_GIVEN TEXT_
☆ ☆ ☆ ☆ ☆ ☆ ☆

Given your parent's age, I feel somewhat safe is guessing that you are in your 60's and probably retired. You were ready for a new phase of your life until your husband died and your parents needed you at home. You are understandably angry over this current major unexpected change!
Ever notice that people who care for the elderly in nursing homes and assisted living homes are basically young and work 8 hour shifts which gives them a break for the other 16 hours a day?
My dad who has Alzheimer's and Parkinson's lives at home with three caregivers who are there in 8 hour shifts 3 times a day for every day of the week. He is 89 and their ages range from in their 30ties to in their 40ties.
I think that you have put yourself in an impossible position of being a senior citizen yourself trying to take care of parents who are advanced senior citizens 24/7 which no break except for 3 times a year for two weeks.
Currently, you have 42 days off out of 365 days. Frankly, that is not enough emotional/physical recharge time. At the rate you are going with so little break time you are putting your physical and mental health at risk.

☆ ☆ ☆ ☆ ☆ ☆ ☆

_TASK REQUIREMENTS_
a – Rewrite the paragraph of the caregiving advice above that begins "My dad who has Alzheimer's" as a short bulleted list, keeping its main facts.
b – Using the caregiving advice above, answer these questions:
(i) How many days off out of 365 does the reader currently have?
(ii) How old is the writer's dad?
(iii) How long are the shifts worked by the dad's caregivers?
c – From the caregiving advice above, pull out the exact passage starting at "I think that" and ending at "health at risk.".

_AVAILABLE DATA_
☆ ☆ ☆ ☆ ☆ ☆ ☆

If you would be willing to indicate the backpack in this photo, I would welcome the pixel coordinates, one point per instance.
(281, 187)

☆ ☆ ☆ ☆ ☆ ☆ ☆

_ANSWERS TO THIS EXERCISE_
a –
- The writer's dad has Alzheimer's and Parkinson's and is 89.
- He lives at home with three caregivers.
- They work 8-hour shifts, three times a day, every day of the week.
- The caregivers range in age from their 30s to their 40s.

b –
(i) 42 days
(ii) 89
(iii) 8 hours

c –
I think that you have put yourself in an impossible position of being a senior citizen yourself trying to take care of parents who are advanced senior citizens 24/7 which no break except for 3 times a year for two weeks.
Currently, you have 42 days off out of 365 days. Frankly, that is not enough emotional/physical recharge time. At the rate you are going with so little break time you are putting your physical and mental health at risk.